Reproduce each of the following lines verbatim, without altering any character.

--

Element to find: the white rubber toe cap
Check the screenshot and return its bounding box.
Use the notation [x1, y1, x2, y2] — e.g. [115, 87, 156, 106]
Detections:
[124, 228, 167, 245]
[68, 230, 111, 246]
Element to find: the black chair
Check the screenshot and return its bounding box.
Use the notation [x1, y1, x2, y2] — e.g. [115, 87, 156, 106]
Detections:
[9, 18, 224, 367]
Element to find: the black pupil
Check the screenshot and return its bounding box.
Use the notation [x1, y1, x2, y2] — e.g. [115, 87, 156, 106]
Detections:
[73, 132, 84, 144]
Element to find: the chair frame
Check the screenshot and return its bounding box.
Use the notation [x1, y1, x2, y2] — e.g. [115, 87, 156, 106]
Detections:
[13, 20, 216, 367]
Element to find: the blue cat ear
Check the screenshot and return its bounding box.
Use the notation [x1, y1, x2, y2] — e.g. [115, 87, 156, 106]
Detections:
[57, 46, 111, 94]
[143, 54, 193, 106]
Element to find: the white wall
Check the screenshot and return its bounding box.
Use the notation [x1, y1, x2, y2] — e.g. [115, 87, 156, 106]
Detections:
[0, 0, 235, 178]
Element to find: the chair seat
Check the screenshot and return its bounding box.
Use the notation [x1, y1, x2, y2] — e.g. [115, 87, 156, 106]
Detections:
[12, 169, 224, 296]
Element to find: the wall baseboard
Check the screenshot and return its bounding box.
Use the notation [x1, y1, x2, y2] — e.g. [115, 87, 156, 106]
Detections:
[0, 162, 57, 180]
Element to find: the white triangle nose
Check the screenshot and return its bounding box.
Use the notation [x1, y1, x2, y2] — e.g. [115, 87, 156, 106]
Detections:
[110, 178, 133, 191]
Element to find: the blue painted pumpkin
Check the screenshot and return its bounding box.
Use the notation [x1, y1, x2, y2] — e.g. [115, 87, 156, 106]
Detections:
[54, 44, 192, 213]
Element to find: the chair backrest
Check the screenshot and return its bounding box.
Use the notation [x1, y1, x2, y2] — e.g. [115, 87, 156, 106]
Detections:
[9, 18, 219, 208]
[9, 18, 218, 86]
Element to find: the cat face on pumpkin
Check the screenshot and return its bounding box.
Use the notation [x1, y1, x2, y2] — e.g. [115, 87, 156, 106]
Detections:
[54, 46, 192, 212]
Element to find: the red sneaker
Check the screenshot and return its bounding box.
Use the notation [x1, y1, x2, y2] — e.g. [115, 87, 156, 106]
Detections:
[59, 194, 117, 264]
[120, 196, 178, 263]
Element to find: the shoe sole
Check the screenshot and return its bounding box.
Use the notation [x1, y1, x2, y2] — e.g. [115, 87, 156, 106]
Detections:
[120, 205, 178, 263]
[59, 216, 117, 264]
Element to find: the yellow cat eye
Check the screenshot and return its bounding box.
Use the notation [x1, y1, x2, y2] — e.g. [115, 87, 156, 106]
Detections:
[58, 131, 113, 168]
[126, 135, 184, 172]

--

> CORRECT RESPONSE
Element to find: the white rubber toe cap
Check the screenshot and return its bounding box.
Use the notation [x1, y1, x2, y2] — e.g. [115, 87, 156, 106]
Detections:
[124, 228, 167, 245]
[68, 230, 111, 246]
Element to find: the black chair
Check the screenshot and return its bounding box.
Use the notation [x1, y1, x2, y2] — e.g. [115, 87, 156, 106]
Detections:
[9, 18, 224, 367]
Element to find: the black pupil
Check the screenshot and return its bounding box.
Use the notation [x1, y1, x2, y2] — e.g. [115, 87, 156, 106]
Detections:
[73, 132, 84, 144]
Element to find: the chair frame
Check the screenshot and return its bounding box.
Use the notation [x1, y1, x2, y2] — e.g. [115, 87, 156, 106]
Detections:
[13, 20, 216, 367]
Element to find: the blue cat ear
Check the screenshot and return its bounding box.
Use the notation [x1, y1, x2, y2] — e.g. [115, 87, 156, 106]
Detections:
[57, 46, 111, 94]
[143, 54, 193, 106]
Element to find: the white wall
Check the screenshot and return its bounding box.
Use the notation [x1, y1, x2, y2] — e.g. [115, 87, 156, 106]
Detections:
[0, 0, 235, 178]
Element to find: the chair seat
Check the screenshot and return its bounding box.
Use the notation [x1, y1, x2, y2] — e.g. [115, 87, 156, 106]
Detections:
[12, 169, 224, 296]
Element to find: the wall baseboard
Check the screenshot and return its bounding box.
Use the notation [x1, y1, x2, y2] — e.g. [115, 87, 156, 106]
Detections:
[0, 162, 57, 180]
Element to find: the white triangle nose
Check the screenshot and return its bounding box.
Use the notation [x1, y1, x2, y2] — e.g. [115, 87, 156, 106]
Detections:
[110, 178, 133, 191]
Element to find: the blue painted pumpkin
Check the screenshot and return its bounding box.
Use the notation [x1, y1, x2, y2] — e.g. [115, 87, 156, 106]
Detections:
[54, 44, 192, 213]
Element to find: the chair backrest
Check the screenshot and return its bounding box.
Use the notation [x1, y1, x2, y2] — e.g. [115, 87, 156, 106]
Detections:
[9, 18, 219, 208]
[9, 18, 218, 86]
Element to find: the cat face on pumpkin
Check the screenshot and return its bounding box.
Use the notation [x1, y1, x2, y2] — e.g. [115, 87, 156, 106]
Detections:
[54, 46, 192, 212]
Element to find: the red sneaker
Check the screenshot and return its bounding box.
Use the notation [x1, y1, x2, y2] — e.g. [115, 87, 156, 106]
Detections:
[59, 194, 117, 264]
[120, 196, 178, 263]
Element to find: the shoe sole
Check the screenshot and return its bounding box.
Use the notation [x1, y1, x2, y2] — e.g. [115, 87, 156, 106]
Detections:
[120, 205, 178, 263]
[59, 216, 117, 264]
Element to find: the yellow cat eye
Check the screenshot and return its bounding box.
Use the notation [x1, y1, x2, y2] — e.g. [115, 87, 156, 106]
Detections:
[58, 131, 113, 168]
[126, 135, 184, 172]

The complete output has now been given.